** start TASK INPUTS **

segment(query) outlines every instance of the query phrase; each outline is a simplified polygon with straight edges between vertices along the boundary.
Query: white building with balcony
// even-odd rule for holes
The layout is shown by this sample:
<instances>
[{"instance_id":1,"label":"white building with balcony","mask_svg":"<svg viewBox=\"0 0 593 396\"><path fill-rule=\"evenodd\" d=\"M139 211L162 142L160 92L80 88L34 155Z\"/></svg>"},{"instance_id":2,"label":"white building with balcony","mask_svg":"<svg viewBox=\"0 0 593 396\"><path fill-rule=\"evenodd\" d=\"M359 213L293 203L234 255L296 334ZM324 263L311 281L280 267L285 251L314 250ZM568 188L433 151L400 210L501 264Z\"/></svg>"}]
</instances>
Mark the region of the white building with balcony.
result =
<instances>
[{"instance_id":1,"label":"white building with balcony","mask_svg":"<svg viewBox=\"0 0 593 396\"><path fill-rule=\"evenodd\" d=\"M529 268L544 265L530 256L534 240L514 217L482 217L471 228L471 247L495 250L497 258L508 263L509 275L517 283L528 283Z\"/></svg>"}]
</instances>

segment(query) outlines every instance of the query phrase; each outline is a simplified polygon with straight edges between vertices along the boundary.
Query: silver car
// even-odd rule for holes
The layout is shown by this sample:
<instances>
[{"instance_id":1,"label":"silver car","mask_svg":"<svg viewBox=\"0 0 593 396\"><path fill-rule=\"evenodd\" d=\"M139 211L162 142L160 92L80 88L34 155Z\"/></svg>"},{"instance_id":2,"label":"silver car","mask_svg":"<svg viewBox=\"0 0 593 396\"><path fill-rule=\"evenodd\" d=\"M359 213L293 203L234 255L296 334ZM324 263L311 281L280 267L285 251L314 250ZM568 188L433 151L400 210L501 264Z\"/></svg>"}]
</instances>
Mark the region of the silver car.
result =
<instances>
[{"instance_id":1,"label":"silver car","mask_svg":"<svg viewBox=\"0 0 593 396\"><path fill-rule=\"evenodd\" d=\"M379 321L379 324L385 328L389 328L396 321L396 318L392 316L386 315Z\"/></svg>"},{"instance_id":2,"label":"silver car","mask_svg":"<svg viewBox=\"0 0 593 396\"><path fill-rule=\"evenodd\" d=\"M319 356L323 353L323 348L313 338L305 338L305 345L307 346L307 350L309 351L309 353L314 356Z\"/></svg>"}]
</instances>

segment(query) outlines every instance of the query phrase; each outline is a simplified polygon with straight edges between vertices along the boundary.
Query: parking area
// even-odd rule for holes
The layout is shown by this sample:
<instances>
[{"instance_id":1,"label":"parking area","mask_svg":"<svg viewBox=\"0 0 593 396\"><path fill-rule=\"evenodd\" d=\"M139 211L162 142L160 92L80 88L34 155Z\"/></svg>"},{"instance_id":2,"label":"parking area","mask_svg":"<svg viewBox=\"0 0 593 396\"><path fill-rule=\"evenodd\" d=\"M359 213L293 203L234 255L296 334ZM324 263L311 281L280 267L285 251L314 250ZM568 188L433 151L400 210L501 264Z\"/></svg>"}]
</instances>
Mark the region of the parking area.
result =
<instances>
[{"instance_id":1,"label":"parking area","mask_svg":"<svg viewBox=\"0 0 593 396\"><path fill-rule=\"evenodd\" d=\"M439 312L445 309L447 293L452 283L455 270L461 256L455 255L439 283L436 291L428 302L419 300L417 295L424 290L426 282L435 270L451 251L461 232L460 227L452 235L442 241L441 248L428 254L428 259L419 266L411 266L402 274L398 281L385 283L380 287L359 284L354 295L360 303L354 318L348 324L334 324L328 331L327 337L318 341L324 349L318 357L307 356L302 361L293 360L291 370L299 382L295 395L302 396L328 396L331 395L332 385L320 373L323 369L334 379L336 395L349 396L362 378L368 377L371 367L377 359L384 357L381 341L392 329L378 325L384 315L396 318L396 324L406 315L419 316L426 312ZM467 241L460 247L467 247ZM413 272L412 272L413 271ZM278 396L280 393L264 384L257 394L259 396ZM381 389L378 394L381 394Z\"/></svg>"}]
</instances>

** end TASK INPUTS **

TASK OBJECTIVE
Pick out every line in the rows above that contains the word "region". Case counts, so a line only qualifies if its capitalization matches.

THE COMPLETED TASK
Mark the region of the white building with balcony.
Mark the region of the silver car.
Mark the region of the parking area.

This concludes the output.